┌─ ИСХОДНЫЙ ТЕКСТ

Потом, повзрослев, я работал в пионерском лагере художником, так как учился на подготовительных курсах Архитектурного института. Но у меня не заладился рисунок: у соратников по мольбертам на ватмане выходил гипс, а у меня – чугун. Несмотря на молодость, я сообразил: пускаться в творческую профессию, для которой не хватает таланта, то же самое, что участвовать в автогонках со спущенными шинами. И оказался прав. Сколько потом я встречал «недоталантливых» поэтов, живописцев, литераторов, режиссеров, измучивших себя и своих близких «синдромом непризнанности».
Я же поступил в Московский областной пединститут на факультет русского языка и литературы и после второго курса поехал на летнюю педагогическую практику вожатым в пионерский лагерь на Оке, близ Ступина. Собственно, эти два взрослых пионерских лета, переплетясь, перепутавшись в моей памяти с детскими впечатлениями, и легли много позже в основу «Гипсового трубача». В лагере вожатые и педагоги жили особой жизнью, насыщенной дневным воспитательным героизмом и ночной безответственностью: крутились беспорядочные романы, случались хмельные грехопадения, однако бывала и верная любовь, краткая, как подмосковное лето. Я пал жертвой зрелой баянистки Таисии. Но больше об этом ни слова, ибо я женат давно, можно сказать, с детства, а жены писателей читают сочинения мужей, как следователи по особо важным делам читают чистосердечные признания преступников. Хуже, чем у литераторов, обстоят дела, думаю, только у художников, рисующих в уединении своих мастерских обнаженных натурщиц. Как они потом объясняются с женами – даже не представляю себе! Все-таки хорошо, что я не связал жизнь с изобразительным искусством…
О таком вот летнем лагерном романе я и хотел написать лирический рассказ или повесть, но в ту пору поэт во мне еще медленно остывал, а прозаик только разгорался, и все закончилось стихотворением, которое долго потом редакторы не решались включать в мои сборники. Зато на поэтических вечерах в Доме литераторов я читал эти стихи с лихой безответственностью и всегда срывал аплодисменты:
Ныряет месяц в небе мглистом.
И тишина, как звон цикад,
Плывет над гипсовым горнистом,
Дрожит над крышами палат.
Колеблет ветер занавески.
Все, как один, по-пионерски
Уставшие ребята спят.
А там, за стеночкой дощатой,
Друг друга любят, затая
Дыханье, молодой вожатый
И юная вожатая.
Всей нежностью, что есть на свете,
Июльский воздух напоен…
Ах, как же так! Ведь рядом дети…
Она сдержать не в силах стон…
Ах, как же так! Но снова тихо.
И очи клонятся к очам.
…И беспокоится врачиха,
Что дети стонут по ночам.
Возможно, я бы так и не вернулся к «пионерскому замыслу», но тут, кажется, в 86-м, ко мне прибился молодой композитор, его фамилию я давно забыл, но имя отчетливо помню: Тенгиз. Он очень хотел, чтобы я написал песню на его музыку, приглашал к себе домой, играл на рояле свои сочинения, а его мама кормила нас домашними грузинскими блюдами. Кажется, их семья специально перебралась в столицу империи, чтобы приладить к делу высокоодаренного сына. И вот на одну из его мелодий, очень красивую, я написал стихи. Да-да! Многие думают, что сначала сочиняют стихи, а потом уже к ним – музыку. Так тоже бывает, особенно с классическими текстами, но чаще случается наоборот, ведь в песне главное – привязчивый мотив, гипнотизирующий ритм, тайная гармония. А слова в песне – то же самое, что слова в любовном признании. Без чувств они ничего не стоят. Попробуйте однажды вдуматься в тексты, например, «попсового есаула» Газманова, и вы убедитесь, что напеваете вслед за ним бессмыслицу, чушь, ерунду, склеенную неумелыми рифмами. Но ведь напеваете же!

└─
┌─ ЗАПИСАННЫЕ ДАННЫЕ

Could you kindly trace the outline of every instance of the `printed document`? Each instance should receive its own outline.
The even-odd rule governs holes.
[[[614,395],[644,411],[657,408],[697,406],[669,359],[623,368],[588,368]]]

└─

*ЧТО ТРЕБУЕТСЯ*
(a) Воспроизведите без изменений фрагмент текста о пионерском лагере, начиная со слов «И тишина, как» и заканчивая словами «И юная вожатая.».
(b) Согласно тексту о пионерском лагере, в какой институт и на какой факультет поступил рассказчик?
Для выполнения опирайтесь только на исходный текст.

*ОТВЕТЫ ПО ПОРЯДКУ*
(a)
И тишина, как звон цикад,
Плывет над гипсовым горнистом,
Дрожит над крышами палат.
Колеблет ветер занавески.
Все, как один, по-пионерски
Уставшие ребята спят.
А там, за стеночкой дощатой,
Друг друга любят, затая
Дыханье, молодой вожатый
И юная вожатая.

(b) В Московский областной пединститут, на факультет русского языка и литературы.